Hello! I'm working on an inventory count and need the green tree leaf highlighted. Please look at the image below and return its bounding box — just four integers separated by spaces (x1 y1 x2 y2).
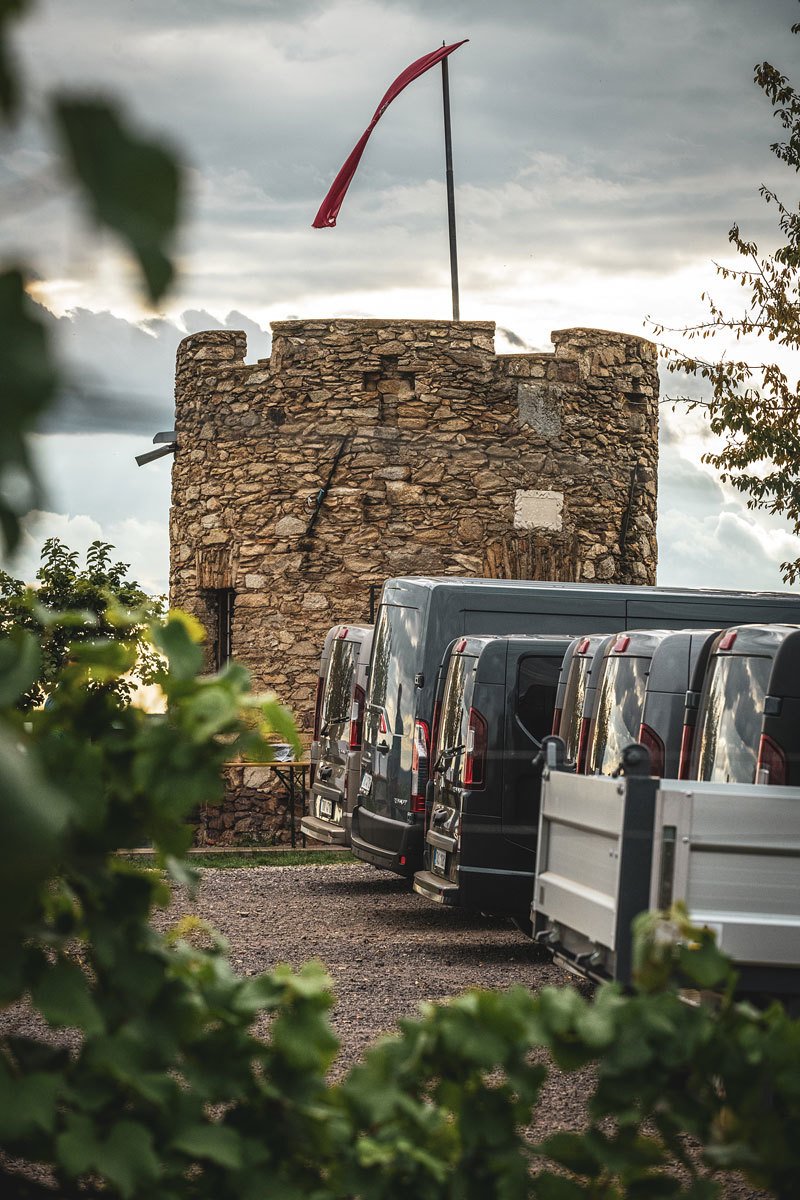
173 1124 242 1170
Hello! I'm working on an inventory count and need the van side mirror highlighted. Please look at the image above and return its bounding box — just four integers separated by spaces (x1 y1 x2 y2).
533 733 575 773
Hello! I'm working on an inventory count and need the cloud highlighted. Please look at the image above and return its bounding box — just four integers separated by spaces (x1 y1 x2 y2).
4 511 169 595
34 306 271 438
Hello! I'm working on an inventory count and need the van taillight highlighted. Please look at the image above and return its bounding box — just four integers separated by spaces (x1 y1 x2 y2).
756 733 786 787
464 708 489 787
314 676 324 742
411 721 431 812
678 725 694 779
575 716 591 775
639 721 664 776
350 686 367 750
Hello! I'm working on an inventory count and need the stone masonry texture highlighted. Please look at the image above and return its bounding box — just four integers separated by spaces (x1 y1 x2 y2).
170 319 658 844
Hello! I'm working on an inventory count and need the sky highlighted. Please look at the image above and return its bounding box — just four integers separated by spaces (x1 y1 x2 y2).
0 0 800 592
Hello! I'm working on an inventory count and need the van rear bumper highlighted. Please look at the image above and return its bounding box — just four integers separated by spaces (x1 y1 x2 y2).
350 804 423 878
300 817 348 846
413 871 461 907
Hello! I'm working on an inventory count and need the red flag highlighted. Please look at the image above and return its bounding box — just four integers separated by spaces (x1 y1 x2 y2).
312 37 469 229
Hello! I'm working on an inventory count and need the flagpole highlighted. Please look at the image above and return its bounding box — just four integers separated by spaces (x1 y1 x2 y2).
441 49 461 320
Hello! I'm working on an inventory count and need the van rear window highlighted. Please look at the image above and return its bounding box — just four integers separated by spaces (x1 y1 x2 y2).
366 604 422 742
696 654 772 784
516 654 563 742
587 654 650 775
559 655 591 762
319 638 359 733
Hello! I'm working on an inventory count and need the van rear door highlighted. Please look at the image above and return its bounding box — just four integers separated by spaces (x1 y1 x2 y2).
360 604 429 821
503 638 569 852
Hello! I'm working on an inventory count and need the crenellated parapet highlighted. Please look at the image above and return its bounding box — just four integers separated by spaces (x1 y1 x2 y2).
170 319 658 728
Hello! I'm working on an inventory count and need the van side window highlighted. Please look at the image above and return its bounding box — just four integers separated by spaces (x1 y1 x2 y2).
367 604 422 742
516 654 564 742
319 638 359 732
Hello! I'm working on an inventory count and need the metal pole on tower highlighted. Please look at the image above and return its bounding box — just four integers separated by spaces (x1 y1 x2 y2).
441 49 459 320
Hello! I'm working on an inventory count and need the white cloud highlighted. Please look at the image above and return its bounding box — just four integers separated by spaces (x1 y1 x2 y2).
2 511 169 595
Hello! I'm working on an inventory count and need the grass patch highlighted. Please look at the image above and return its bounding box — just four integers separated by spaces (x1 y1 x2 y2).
120 847 359 870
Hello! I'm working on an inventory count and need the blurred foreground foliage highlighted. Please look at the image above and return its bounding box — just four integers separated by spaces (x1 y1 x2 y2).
0 614 800 1200
0 538 164 709
0 0 184 553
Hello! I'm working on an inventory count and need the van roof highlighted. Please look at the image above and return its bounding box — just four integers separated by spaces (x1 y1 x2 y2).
714 624 800 654
384 575 800 607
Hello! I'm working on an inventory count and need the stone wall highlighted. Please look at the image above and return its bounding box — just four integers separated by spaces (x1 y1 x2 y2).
194 763 303 846
170 320 657 844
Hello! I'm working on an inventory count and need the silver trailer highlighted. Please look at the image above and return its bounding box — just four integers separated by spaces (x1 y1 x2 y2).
531 769 800 997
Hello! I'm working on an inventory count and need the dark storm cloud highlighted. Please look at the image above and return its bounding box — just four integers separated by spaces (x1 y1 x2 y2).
15 0 796 288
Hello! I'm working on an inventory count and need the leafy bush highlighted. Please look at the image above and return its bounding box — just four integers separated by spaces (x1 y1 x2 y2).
0 538 164 709
0 616 800 1200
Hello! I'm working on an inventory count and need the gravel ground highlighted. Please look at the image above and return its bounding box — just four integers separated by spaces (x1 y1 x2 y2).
0 864 765 1200
167 864 765 1200
169 864 570 1070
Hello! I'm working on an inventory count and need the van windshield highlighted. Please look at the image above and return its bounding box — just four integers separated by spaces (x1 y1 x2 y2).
319 638 359 734
587 655 650 775
435 654 477 784
366 604 422 743
697 654 772 784
559 655 591 762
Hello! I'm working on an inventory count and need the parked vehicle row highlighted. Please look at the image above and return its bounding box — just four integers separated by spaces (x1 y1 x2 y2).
303 578 800 993
531 758 800 1013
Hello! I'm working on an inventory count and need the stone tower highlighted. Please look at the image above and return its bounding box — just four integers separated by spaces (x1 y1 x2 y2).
170 319 658 730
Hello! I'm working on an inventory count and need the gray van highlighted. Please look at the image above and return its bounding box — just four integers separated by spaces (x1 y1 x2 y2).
585 629 720 779
351 576 800 876
552 634 615 774
308 625 342 784
414 635 570 922
684 625 800 786
300 625 373 846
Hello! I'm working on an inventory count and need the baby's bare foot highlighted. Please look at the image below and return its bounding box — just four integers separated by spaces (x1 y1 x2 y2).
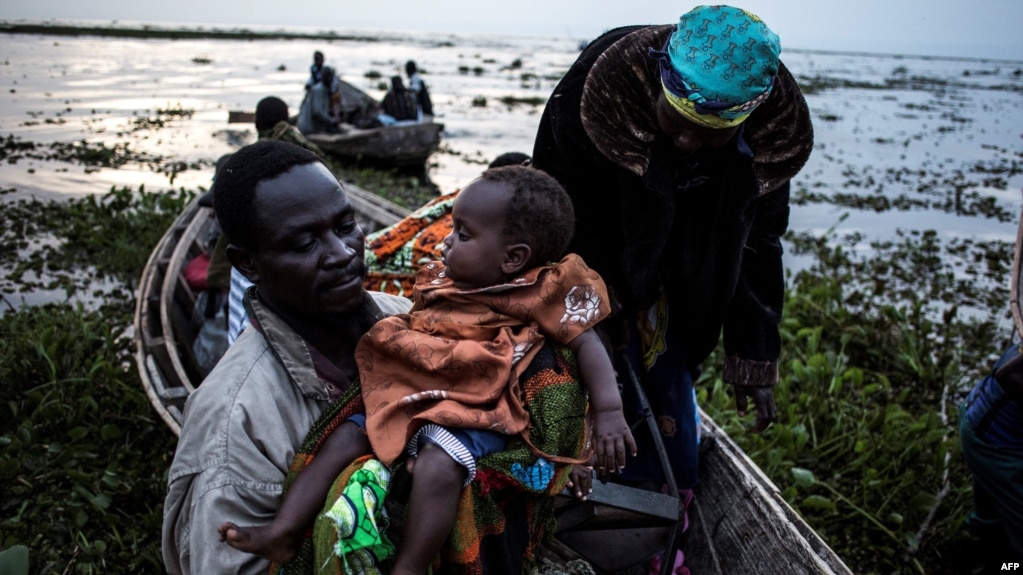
217 522 301 564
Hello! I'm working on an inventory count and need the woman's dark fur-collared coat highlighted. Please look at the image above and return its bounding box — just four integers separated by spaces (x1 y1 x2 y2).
533 26 813 386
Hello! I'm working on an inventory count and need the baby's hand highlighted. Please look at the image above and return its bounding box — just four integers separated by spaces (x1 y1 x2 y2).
568 463 593 501
593 409 636 481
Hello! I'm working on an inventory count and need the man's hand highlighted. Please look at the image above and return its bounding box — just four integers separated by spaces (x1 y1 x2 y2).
736 385 777 433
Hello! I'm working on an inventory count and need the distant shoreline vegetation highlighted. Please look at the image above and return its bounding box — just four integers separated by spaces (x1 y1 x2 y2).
0 21 383 42
0 20 1023 63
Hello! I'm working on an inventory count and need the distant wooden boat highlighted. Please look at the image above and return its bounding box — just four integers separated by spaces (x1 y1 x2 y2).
306 122 444 168
227 109 444 168
227 80 444 169
135 198 852 575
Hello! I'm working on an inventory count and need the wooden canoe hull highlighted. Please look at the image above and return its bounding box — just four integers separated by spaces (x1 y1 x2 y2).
135 198 852 575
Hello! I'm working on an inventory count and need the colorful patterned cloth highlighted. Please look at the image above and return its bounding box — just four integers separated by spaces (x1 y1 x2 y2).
355 254 611 465
365 191 458 297
270 345 587 575
650 6 782 128
323 458 395 575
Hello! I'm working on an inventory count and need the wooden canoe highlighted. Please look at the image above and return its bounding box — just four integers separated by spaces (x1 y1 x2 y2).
135 198 852 575
227 109 444 168
306 122 444 168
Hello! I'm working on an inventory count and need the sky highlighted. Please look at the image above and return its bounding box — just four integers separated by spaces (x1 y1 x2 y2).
0 0 1023 60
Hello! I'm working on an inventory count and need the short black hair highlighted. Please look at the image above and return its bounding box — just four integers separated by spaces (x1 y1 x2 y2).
487 151 533 168
213 140 321 250
481 166 575 269
256 96 287 132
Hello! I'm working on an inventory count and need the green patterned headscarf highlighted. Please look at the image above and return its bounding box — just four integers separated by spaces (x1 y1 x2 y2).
650 6 782 128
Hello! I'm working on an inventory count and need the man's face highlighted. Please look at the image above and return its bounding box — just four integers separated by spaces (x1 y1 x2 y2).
242 163 366 321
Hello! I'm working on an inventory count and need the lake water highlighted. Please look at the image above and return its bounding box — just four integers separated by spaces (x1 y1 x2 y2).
0 26 1023 282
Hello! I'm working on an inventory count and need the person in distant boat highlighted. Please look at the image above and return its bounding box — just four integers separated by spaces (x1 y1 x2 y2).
533 6 813 568
405 60 434 117
162 140 411 574
221 166 635 574
298 65 342 134
380 76 422 126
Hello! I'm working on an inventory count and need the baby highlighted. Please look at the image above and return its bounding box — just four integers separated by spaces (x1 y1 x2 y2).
221 166 635 574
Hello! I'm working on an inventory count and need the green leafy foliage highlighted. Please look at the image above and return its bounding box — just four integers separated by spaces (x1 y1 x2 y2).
0 189 186 574
700 223 1012 574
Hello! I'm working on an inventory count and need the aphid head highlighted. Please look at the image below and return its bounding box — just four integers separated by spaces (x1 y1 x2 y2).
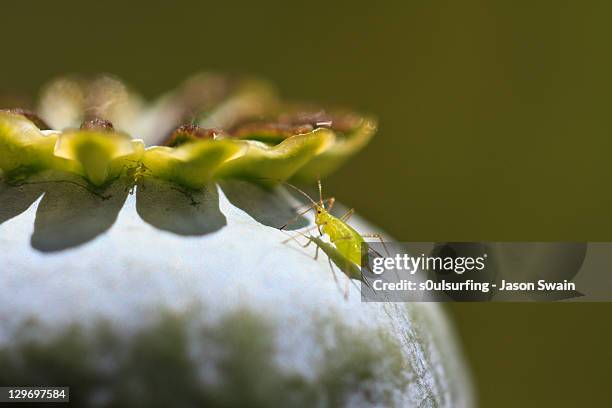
314 203 329 225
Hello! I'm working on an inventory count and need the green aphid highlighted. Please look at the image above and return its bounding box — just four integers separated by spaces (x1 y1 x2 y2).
280 180 388 294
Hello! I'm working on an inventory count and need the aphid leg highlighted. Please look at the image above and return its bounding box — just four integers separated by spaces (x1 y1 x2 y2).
344 276 351 300
327 256 340 289
340 208 355 222
361 234 391 256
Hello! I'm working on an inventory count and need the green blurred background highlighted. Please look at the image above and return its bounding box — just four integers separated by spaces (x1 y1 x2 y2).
0 0 612 407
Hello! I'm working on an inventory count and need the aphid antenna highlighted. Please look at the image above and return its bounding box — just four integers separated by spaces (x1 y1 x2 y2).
257 177 319 205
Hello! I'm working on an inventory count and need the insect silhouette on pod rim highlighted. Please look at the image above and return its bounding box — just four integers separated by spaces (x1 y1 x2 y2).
0 75 471 407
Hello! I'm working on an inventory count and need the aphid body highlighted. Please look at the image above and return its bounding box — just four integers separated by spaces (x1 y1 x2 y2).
315 203 365 265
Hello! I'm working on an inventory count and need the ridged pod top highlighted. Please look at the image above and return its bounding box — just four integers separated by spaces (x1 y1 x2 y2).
0 74 376 189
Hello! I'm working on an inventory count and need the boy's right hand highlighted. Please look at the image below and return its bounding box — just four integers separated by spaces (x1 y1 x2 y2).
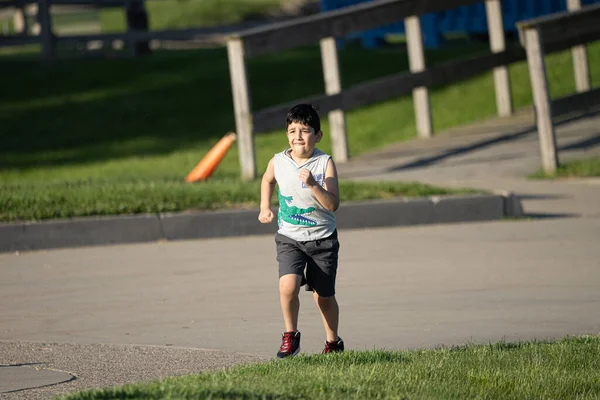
258 208 273 224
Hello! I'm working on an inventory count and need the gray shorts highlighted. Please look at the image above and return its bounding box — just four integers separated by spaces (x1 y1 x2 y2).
275 230 340 297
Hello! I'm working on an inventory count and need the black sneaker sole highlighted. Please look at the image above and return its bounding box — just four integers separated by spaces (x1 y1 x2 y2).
277 347 300 360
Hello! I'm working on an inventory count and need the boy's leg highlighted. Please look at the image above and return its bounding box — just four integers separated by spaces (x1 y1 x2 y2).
279 274 302 332
306 231 340 342
313 291 340 342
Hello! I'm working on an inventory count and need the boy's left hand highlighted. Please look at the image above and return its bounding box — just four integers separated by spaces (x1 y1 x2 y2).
300 169 317 187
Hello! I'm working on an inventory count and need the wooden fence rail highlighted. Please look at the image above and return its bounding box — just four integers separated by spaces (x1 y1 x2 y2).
228 0 525 179
518 0 600 173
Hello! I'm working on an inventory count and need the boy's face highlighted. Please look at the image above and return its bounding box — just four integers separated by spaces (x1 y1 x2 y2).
287 122 323 157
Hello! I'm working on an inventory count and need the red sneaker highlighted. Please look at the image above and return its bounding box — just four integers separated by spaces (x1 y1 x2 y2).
277 332 300 358
323 336 344 354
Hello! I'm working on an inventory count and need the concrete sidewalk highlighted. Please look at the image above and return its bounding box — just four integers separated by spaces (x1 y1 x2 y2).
338 110 600 217
0 113 600 400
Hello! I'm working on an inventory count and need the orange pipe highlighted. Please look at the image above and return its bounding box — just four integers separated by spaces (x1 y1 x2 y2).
185 132 237 182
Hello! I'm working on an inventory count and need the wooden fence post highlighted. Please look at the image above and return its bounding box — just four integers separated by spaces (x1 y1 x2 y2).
485 0 513 117
13 6 29 35
227 38 256 181
404 15 433 138
321 37 348 163
38 0 55 60
525 27 558 173
567 0 591 93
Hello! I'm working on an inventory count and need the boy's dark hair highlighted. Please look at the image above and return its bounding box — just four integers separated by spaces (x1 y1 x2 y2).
285 104 321 133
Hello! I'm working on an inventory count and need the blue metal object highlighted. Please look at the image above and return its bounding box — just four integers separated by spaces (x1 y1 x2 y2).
321 0 600 48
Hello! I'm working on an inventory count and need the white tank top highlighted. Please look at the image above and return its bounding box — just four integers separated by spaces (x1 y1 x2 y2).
273 149 335 241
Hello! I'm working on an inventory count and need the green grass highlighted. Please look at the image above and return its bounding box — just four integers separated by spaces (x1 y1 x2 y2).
0 38 600 221
530 157 600 179
0 179 477 221
100 0 284 32
61 336 600 400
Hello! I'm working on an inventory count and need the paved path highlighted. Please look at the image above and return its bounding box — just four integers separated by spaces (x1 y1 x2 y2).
339 111 600 217
0 108 600 399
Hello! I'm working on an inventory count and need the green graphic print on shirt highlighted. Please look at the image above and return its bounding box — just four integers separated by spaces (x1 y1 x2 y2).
277 191 317 226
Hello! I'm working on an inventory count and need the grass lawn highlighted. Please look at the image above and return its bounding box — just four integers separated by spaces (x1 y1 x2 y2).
100 0 285 32
61 336 600 400
530 157 600 178
0 36 600 221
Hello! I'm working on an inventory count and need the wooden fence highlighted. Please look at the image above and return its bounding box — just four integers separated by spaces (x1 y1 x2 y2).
227 0 592 179
0 0 251 60
518 0 600 173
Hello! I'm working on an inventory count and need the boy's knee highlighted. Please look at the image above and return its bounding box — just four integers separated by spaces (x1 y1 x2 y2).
279 274 302 296
313 291 336 305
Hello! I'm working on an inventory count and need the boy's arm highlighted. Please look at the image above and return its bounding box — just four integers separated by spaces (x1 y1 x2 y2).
300 158 340 211
258 159 276 224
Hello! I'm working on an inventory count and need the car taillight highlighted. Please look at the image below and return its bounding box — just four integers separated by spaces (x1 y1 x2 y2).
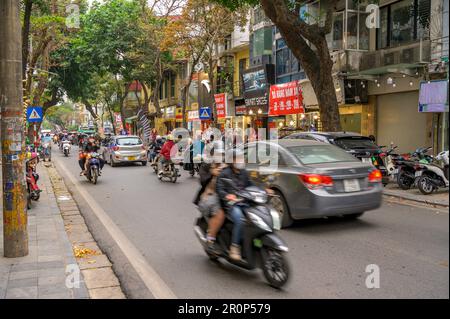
369 169 383 183
298 174 333 189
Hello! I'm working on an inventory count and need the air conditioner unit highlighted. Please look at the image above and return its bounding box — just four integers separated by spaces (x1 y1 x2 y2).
359 51 379 71
383 51 400 66
400 48 418 63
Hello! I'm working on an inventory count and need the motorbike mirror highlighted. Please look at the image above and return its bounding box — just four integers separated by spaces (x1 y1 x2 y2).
267 175 275 183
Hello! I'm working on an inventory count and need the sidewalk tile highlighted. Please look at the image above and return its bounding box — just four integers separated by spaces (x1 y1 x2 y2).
7 276 38 290
38 276 66 287
5 286 38 299
9 270 38 280
81 267 119 289
89 287 125 299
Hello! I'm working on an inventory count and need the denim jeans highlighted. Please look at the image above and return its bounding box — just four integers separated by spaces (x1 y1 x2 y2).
230 205 244 245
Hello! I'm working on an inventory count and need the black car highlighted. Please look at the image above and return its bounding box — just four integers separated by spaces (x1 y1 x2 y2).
284 132 389 185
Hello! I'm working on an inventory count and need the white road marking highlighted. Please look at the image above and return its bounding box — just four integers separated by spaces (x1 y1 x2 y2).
53 161 177 299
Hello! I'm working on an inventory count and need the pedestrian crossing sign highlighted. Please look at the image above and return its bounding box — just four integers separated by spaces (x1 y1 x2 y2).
199 107 211 120
27 106 43 123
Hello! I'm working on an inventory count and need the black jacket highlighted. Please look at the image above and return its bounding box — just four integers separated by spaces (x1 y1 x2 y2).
194 163 213 205
216 167 254 207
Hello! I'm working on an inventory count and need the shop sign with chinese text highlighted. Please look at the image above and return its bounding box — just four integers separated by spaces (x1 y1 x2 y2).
269 81 305 116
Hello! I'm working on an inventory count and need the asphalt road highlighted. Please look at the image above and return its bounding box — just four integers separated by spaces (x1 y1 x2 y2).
53 148 449 298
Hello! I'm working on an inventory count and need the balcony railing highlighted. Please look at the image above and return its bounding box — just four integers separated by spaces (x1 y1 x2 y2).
359 40 431 71
217 81 244 97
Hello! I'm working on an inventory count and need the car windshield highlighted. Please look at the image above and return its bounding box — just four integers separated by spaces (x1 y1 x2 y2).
117 137 142 146
334 136 378 150
288 145 358 165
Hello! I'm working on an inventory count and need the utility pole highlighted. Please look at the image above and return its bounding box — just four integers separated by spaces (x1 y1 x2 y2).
0 0 28 258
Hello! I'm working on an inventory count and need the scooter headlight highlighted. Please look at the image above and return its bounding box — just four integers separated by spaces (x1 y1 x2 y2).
270 208 281 230
248 213 272 232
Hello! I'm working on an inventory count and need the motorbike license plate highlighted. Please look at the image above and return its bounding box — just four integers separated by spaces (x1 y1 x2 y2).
344 179 361 193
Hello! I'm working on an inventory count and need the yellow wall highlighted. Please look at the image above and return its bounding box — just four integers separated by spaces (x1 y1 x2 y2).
233 47 250 96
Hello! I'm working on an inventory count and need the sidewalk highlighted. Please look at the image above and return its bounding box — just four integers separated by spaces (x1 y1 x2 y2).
383 183 449 207
0 163 89 299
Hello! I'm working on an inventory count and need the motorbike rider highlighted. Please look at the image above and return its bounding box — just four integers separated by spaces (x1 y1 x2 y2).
78 136 105 176
41 133 52 156
158 134 178 176
194 148 226 255
216 149 273 261
149 135 164 162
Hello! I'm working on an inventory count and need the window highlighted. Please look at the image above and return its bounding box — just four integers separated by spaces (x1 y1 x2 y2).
252 27 272 57
275 39 304 83
170 74 175 97
377 0 431 49
389 0 414 46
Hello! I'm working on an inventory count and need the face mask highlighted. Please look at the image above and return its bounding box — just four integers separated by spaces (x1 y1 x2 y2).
233 163 245 169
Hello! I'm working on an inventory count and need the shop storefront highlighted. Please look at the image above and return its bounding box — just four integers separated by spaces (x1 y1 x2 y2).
419 80 449 154
241 64 275 140
187 110 202 137
164 106 176 133
268 81 305 138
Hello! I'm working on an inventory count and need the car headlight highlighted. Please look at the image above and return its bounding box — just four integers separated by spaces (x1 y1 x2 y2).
248 213 272 232
270 208 281 230
252 193 267 204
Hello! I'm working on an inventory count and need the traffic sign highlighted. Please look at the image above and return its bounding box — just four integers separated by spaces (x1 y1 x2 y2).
198 107 211 120
27 106 44 123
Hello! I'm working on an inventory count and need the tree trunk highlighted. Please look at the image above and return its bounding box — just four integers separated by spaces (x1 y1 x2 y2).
106 101 116 135
261 0 341 132
22 0 33 80
208 56 217 127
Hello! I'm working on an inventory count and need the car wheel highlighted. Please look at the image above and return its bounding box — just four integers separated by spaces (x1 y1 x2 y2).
270 190 294 228
397 171 413 190
417 175 434 195
344 212 364 219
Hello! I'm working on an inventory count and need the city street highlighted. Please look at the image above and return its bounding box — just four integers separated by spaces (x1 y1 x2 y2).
52 147 449 298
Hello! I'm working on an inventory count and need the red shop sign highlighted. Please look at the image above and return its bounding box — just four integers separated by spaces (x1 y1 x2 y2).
269 81 305 116
214 93 227 119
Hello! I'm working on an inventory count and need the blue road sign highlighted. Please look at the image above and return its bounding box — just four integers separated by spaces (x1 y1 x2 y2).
198 107 211 120
27 106 44 123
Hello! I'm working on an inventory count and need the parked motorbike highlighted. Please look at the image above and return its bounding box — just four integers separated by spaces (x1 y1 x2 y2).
62 141 72 157
158 160 183 183
25 153 41 209
416 151 449 195
41 143 52 162
194 180 290 288
86 153 100 185
397 147 433 190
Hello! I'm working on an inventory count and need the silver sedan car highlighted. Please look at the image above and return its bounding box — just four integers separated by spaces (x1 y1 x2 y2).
103 135 147 167
244 140 382 227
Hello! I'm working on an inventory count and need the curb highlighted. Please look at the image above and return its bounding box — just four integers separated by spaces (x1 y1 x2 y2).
383 190 449 208
44 163 126 299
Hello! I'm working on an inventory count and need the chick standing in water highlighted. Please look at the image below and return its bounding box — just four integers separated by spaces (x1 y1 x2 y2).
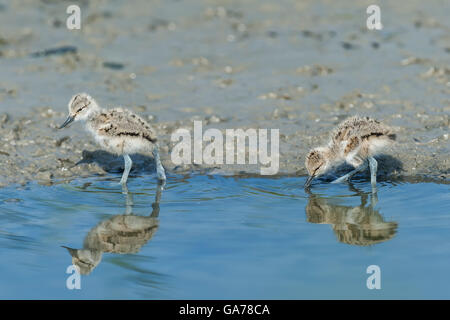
60 93 166 185
305 116 395 189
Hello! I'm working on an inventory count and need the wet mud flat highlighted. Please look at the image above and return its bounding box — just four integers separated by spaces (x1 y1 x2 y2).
0 1 450 186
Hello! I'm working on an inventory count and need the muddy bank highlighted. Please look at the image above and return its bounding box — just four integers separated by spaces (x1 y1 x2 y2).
0 0 450 185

+++++

- Task goal
In the data, rewrite the lines from the one containing "the car windshield" through the one containing "233 47 250 96", inclusive, changing "utility pole" to "telephone pole" and leaving everything else unchanged.

- Result
Hello! I'm working on an inventory count and need the car windshield highlighted. Please look at the image above and return its bounding box — just four integers separated by spaces (x1 y1 x2 y2).
117 137 142 146
334 136 378 150
288 145 358 165
Hello! I'm working on an inventory count and need the telephone pole highlighted. Please look at the image above and return its bounding box — just four integers separated by spaces (x1 y1 x2 y2).
0 0 28 258
Hello! I'm working on an inventory count and need the scooter headlight highlighted. Please look at the image above and return its bounding box — just four integers separated by spaces (x1 y1 x2 y2).
270 208 281 230
248 213 272 232
Hello! I'm working on an inventory count and need the motorbike license plate highlighted. Please look at the image above and return its bounding box — just four integers separated by spaces (x1 y1 x2 y2).
344 179 361 193
Hello! I'm working on an inventory count and need the yellow wall highlighted. Please look at the image above and return its bounding box — just four integers separated by spaces (x1 y1 x2 y2).
233 47 250 96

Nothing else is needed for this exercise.